[Items from a data source]

════════════════

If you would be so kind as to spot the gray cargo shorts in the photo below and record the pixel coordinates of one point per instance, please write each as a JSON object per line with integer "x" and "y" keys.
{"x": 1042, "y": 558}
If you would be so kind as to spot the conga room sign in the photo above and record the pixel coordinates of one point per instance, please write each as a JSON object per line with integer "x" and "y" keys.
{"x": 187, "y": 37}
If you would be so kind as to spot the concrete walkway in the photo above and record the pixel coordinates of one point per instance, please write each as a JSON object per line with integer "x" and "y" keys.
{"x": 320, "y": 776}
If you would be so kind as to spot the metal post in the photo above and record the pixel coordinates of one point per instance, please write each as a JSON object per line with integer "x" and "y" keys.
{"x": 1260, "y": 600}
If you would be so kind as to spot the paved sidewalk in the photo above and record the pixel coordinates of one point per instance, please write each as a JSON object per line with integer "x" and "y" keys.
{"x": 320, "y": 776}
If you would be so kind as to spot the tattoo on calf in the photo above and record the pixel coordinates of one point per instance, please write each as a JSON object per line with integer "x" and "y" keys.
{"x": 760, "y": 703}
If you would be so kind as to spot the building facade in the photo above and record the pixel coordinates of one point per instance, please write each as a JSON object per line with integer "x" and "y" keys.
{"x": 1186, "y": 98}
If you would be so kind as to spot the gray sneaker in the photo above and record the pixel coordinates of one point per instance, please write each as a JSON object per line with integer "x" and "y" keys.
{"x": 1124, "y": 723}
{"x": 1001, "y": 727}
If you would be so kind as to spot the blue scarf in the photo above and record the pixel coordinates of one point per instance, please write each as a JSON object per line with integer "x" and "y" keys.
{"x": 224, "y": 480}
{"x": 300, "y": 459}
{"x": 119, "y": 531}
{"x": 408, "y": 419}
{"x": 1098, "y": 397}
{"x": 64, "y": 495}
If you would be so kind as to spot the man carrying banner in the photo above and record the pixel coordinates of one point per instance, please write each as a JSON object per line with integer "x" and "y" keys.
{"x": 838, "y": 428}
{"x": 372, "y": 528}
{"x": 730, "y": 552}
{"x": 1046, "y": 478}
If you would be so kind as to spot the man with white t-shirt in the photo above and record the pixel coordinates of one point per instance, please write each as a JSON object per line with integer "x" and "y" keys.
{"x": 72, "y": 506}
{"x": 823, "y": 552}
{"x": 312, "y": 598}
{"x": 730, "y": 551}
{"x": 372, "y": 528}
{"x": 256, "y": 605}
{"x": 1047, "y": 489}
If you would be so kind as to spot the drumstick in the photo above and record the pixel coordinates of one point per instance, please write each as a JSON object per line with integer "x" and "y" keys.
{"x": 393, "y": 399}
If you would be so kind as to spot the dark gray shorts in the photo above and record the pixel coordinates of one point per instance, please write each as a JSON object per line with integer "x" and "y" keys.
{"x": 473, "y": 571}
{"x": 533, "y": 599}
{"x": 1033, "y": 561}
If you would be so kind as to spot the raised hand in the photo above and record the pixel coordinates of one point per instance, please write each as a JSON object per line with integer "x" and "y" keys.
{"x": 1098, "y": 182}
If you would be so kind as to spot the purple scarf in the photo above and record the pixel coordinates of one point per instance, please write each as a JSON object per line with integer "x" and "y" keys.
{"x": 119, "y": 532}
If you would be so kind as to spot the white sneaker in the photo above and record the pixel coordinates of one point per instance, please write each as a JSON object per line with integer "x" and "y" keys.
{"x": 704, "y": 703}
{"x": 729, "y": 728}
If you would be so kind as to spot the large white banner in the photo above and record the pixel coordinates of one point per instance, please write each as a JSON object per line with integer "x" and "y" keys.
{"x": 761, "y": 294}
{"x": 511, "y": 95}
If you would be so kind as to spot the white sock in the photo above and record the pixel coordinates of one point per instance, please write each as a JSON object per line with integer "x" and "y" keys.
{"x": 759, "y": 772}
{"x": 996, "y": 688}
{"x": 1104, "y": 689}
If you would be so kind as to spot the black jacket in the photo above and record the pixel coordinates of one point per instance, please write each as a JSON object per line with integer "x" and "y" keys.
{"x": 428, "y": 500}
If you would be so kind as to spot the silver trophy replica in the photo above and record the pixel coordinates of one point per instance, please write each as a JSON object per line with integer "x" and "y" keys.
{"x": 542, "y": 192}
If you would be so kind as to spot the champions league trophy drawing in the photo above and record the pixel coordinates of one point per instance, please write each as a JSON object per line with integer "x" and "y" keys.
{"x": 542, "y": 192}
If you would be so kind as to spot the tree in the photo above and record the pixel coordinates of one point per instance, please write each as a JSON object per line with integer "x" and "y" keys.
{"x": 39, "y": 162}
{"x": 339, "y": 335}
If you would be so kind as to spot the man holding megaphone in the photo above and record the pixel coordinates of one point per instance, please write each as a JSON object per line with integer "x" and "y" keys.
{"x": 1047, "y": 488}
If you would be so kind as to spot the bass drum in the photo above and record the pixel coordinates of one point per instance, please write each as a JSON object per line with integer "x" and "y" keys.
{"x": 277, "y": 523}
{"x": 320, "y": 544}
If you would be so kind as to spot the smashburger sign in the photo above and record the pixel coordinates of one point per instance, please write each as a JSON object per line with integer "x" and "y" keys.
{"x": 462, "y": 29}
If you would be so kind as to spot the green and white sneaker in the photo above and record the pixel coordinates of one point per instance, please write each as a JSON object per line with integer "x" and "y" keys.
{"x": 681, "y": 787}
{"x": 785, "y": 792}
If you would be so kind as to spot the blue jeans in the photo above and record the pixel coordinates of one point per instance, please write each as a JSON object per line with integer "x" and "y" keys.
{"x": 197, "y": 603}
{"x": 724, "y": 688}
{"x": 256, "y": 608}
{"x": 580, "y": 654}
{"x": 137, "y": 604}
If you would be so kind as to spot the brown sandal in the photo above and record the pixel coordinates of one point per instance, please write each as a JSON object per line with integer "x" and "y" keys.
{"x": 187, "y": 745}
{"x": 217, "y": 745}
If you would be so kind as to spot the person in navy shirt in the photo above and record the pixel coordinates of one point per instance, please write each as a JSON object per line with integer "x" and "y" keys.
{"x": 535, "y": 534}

════════════════

[Activity]: Word for word, restate all of the data shown above.

[Answer area]:
If you would be so kind as to spot the gray cargo shorts in the photo below and record the pixel coordinates of one point per instance, please write each as a JSON object per line with integer "x" and "y" keys.
{"x": 1042, "y": 558}
If you would be so kind as to spot the conga room sign in the photo above and record the pixel coordinates of one point per instance, please write each as a JSON object per line with integer "x" and "y" keys.
{"x": 187, "y": 37}
If you would be so kind as to spot the concrete walkway in the photo above and record the pixel coordinates of one point per instance, please write each as a JSON object per line with integer "x" and "y" keys.
{"x": 320, "y": 776}
If you would be so kind as to spot the metal post in the photo above and record the pixel coordinates of one point per instance, please write each as a JSON object per line with integer "x" and "y" keys.
{"x": 1260, "y": 600}
If you would be so kind as to spot the paved sidewalk in the photo above and record the pixel coordinates of one point per instance, please write each as a JSON object per line with integer "x" and "y" keys.
{"x": 320, "y": 776}
If you would be so kind as to spot the tattoo on calf in the photo above and record the pixel coordinates of one point per instance, please write each as a JSON object per line with integer "x" and "y" keys.
{"x": 760, "y": 703}
If you would be so kind as to spot the building facade in the photo above and record the pixel coordinates of one point per instance, please write each as a JSON object per line with integer "x" and "y" keys.
{"x": 1186, "y": 98}
If you would be so kind as to spot the gray sneaker in the photo above and record the pixel coordinates of one point per instance, please write each as a JSON object per line with integer "x" and "y" keys.
{"x": 1124, "y": 723}
{"x": 1001, "y": 727}
If you would be so kind as to spot the blue scarf in the photo above and record the pixel coordinates of one point per instance, please write each as a JSON object per line with integer "x" and "y" keys.
{"x": 224, "y": 480}
{"x": 300, "y": 459}
{"x": 119, "y": 531}
{"x": 408, "y": 419}
{"x": 1098, "y": 397}
{"x": 64, "y": 495}
If you would be so kind as to spot the man carrying banner in the photo above and record the pixel coordinates of one point per instance, please write each as a JSON object per line with integer "x" and "y" keys.
{"x": 838, "y": 428}
{"x": 372, "y": 528}
{"x": 730, "y": 552}
{"x": 1046, "y": 478}
If you would be so kind as to spot the man with white t-shirt in the photo above and record the pixel coordinates of one point per instance, please write each as a JSON object per line with integer "x" and "y" keys.
{"x": 72, "y": 506}
{"x": 823, "y": 552}
{"x": 312, "y": 598}
{"x": 730, "y": 551}
{"x": 372, "y": 528}
{"x": 256, "y": 605}
{"x": 1047, "y": 489}
If you would be so kind as to spot the drumstick in the photo above and record the pixel coordinates of one point per instance, please write each as a JSON object per line with integer "x" and "y" keys.
{"x": 393, "y": 399}
If you would be so kind as to spot the dark gray shorts in the photo above and record the pixel coordinates of one point per instance, please write each as a JSON object per line with integer "x" and "y" keys.
{"x": 473, "y": 571}
{"x": 533, "y": 599}
{"x": 1033, "y": 561}
If you would be so kind as to spot the raised hand in the photo above and record the pixel coordinates of one point per instance, please write each as a JSON object per line with integer "x" and "y" keys.
{"x": 1098, "y": 182}
If you would be so kind as to spot the purple scarf in the photo above and record the pixel coordinates of one point per instance, please write each as a JSON object per line with integer "x" and "y" keys.
{"x": 119, "y": 532}
If you would be so kind as to spot the white sneaker in the photo above and record the pixel coordinates of one point per instance, please write each as a JSON object per line with integer "x" and "y" keys.
{"x": 704, "y": 703}
{"x": 729, "y": 728}
If you would be so kind as to spot the large white banner in the photo above and record the pixel coordinates of one point per instance, please write each as a JSON object per line with integer "x" and "y" keys.
{"x": 761, "y": 294}
{"x": 511, "y": 95}
If you would be so kind as to spot the white sock in the photo above and record the pixel coordinates of one point per instance, please write each as a JSON object per line with integer "x" and "y" keys.
{"x": 759, "y": 772}
{"x": 996, "y": 688}
{"x": 1104, "y": 689}
If you would be so kind as to spot the black jacket in the photo above and record the pixel coordinates of one point per instance, please write each as a JSON object per line with integer "x" and "y" keys.
{"x": 428, "y": 500}
If you would be so kind as to spot the silver trophy replica in the photo above and record the pixel coordinates of one point per instance, please write each as a JSON object per line with integer "x" and "y" keys.
{"x": 542, "y": 192}
If you would be so kind as to spot the champions league trophy drawing in the photo above and record the pixel coordinates of one point per instance, please write each as a JSON object per line with integer "x" and "y" keys.
{"x": 542, "y": 192}
If you would be so kind as to spot the tree in the photo above and record the pixel coordinates of one point per instance, please write each as a JSON object per line with integer "x" and "y" keys.
{"x": 39, "y": 162}
{"x": 339, "y": 335}
If you would be so kind as to spot the man holding megaphone in the photo above and record the pixel coordinates of one point per instance, please write each as a JSON object per line with integer "x" and "y" keys.
{"x": 1047, "y": 488}
If you would be so kind as to spot the bass drum in the photo above and record the pixel coordinates of one point per instance, please write each as a JSON object per line with integer "x" and "y" keys.
{"x": 277, "y": 523}
{"x": 320, "y": 544}
If you would be so kind as to spot the smashburger sign in the photo above and record the pixel coordinates of one point per instance, please write each as a JSON object per line with integer "x" and "y" keys.
{"x": 462, "y": 29}
If you would be so kind as to spot the green and white sneaker in the photo above and record the pixel coordinates of one point per instance, please write each as a JSON object per line with integer "x" and "y" keys.
{"x": 681, "y": 787}
{"x": 785, "y": 792}
If you would be so kind as to spot the blue jeans in the photo above and record the pixel coordinates of one point per instance, please write each as a JSON object per line with integer "x" and "y" keys.
{"x": 197, "y": 603}
{"x": 724, "y": 688}
{"x": 256, "y": 608}
{"x": 580, "y": 654}
{"x": 137, "y": 604}
If you would be so kind as to spot the brown sandal in the photo above and record the pixel coordinates of one point per instance, please write each as a JSON object per line with integer "x" and "y" keys.
{"x": 187, "y": 745}
{"x": 217, "y": 745}
If you would be so kind as to spot the person in navy shirt in the photo above and record the pixel coordinates of one point per instance, please write each as a JSON object per line with integer "x" and "y" keys.
{"x": 535, "y": 534}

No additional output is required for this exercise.